[EXCERPTED TEXT Boundary: Start]

By Jacob Misener

100 detainees at Guantanamo Bay prison now taking part in hunger strike

American Medical Association says force-feeding measures breach “core ethical values” of doctors


Amnesty International

The U.S. Naval Base located in Guantanamo Bay, Cuba has become a contentious issue amongst human rights groups over the past decade, due to the reports of torture and mistreatment that have come out of the facility in recent years.

At least 100 detainees at Guantanamo Bay are now participating in a three-month old hunger strike, and President Obama has recently reiterated his disapproval of the facility while blaming Congress for the lack of action by his administration.

“I think it is critical for us to understand that Guantanamo is not necessary to keep America safe,” said Obama at a White House press conference last week. “It is expensive. It is inefficient. It hurts us in terms of our international standing. It lessens cooperation with our allies on counter-terrorism efforts. It is a recruitment tool for extremists. It needs to be closed.”

Almost two-dozen of the strikers are reportedly being force-fed through a gruesome process that includes a greased tube being inserted through the detainees’ noses, down their throats and down into their stomachs. The president of the American Medical Association, who says it breaches the “core ethical values of the medical profession”, has publicly condemned this practice.

However, President Obama has shown support for these measures, saying, “I don’t want these individuals to die.”

Although he laid blame for the inaction of his administration at the feet of Congress, human rights organizations across the globe have pointed out steps that could have been taken by the President himself, without the consent of the U.S. Congress.

“Congress is certainly responsible for imposing unprecedented restrictions on detainee transfers, but President Obama still has the power to transfer men right now,” according to an Al-Jazeera report that quotes the Center for Constitutional Rights (CCR), which has played an integral role in the ongoing Guantanamo debate since 2002. “He should use the certification/waiver process created by Congress to transfer detainees, starting with the 86 men who have been cleared for release.”

Some of the 166 detainees at the prison have been there as long as 11 years, according to a report by The Economist, without ever having been charged. Countless prisoners have either been denied a fair trial or even the potential for release. The United Nations High Commissioner for Human Rights as a violation of human rights law has denounced this process, known as indefinite detention.

“The notion that we’re going to continue to keep over a hundred individuals in a no-man’s land in perpetuity, even at a time when we’ve wound down the war in Iraq, we’re winding down the war in Afghanistan, we’re having success defeating Al-Qaeda core… the idea that we would still maintain forever a group of individuals who have not been tried, that is contrary to who we are, it is contrary to our interests, and it needs to stop,” said Obama.

[EXCERPTED TEXT Boundary: End]
[DATASET CONTENT Boundary: Start]

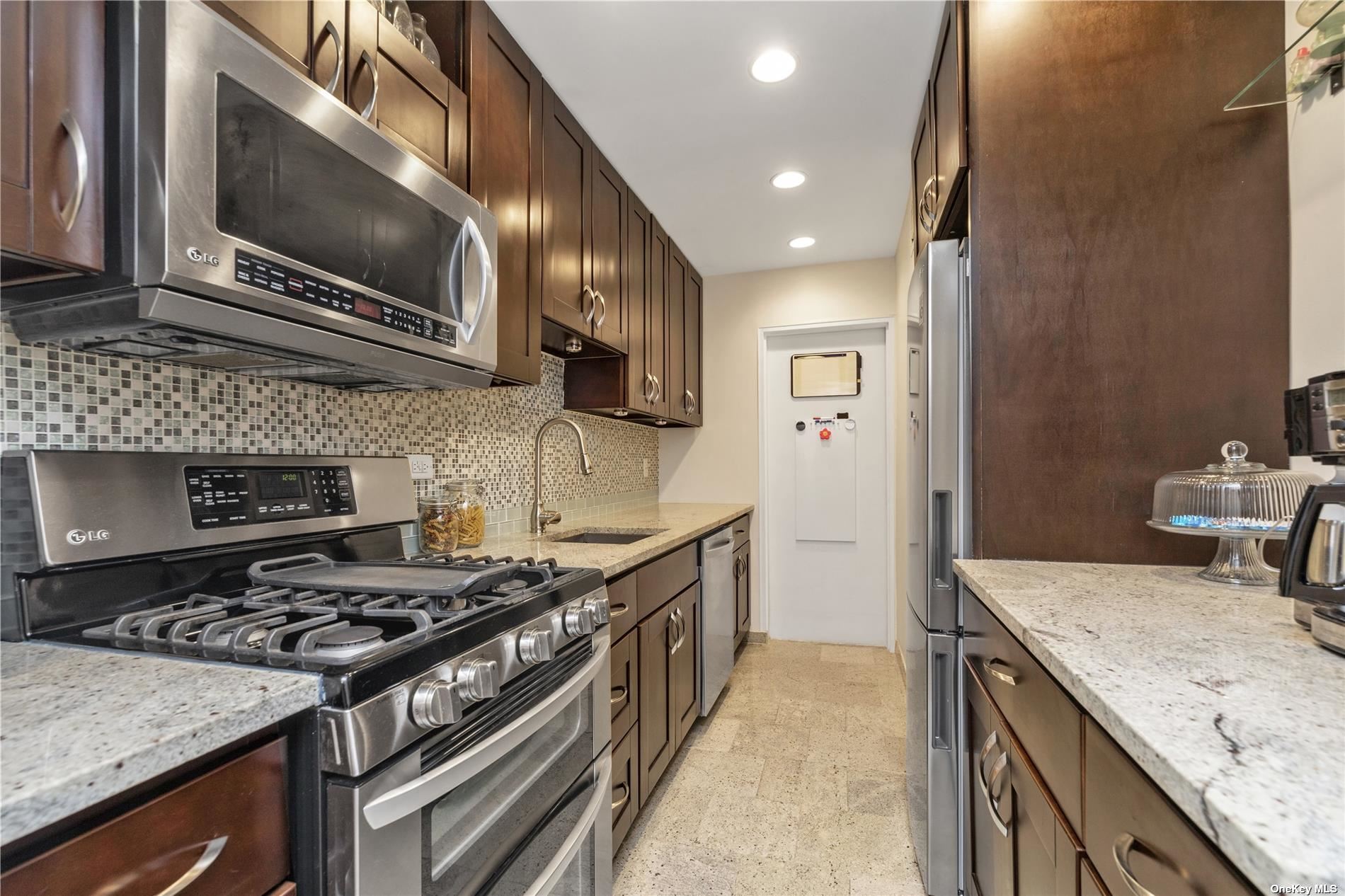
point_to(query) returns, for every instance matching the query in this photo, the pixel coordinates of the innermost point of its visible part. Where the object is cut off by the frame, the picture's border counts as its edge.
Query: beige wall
(719, 461)
(1317, 233)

[DATASET CONTENT Boundary: End]

YOUR GOAL:
Answer these questions using the Guantanamo Bay article.
(a) How many detainees does the article say are taking part in the hunger strike?
(b) How many men does the Center for Constitutional Rights say have been cleared for release?
(c) According to the report by The Economist, how long have some detainees been held at the prison?

ANSWER:
(a) At least 100 detainees.
(b) 86 men.
(c) As long as 11 years, without ever having been charged.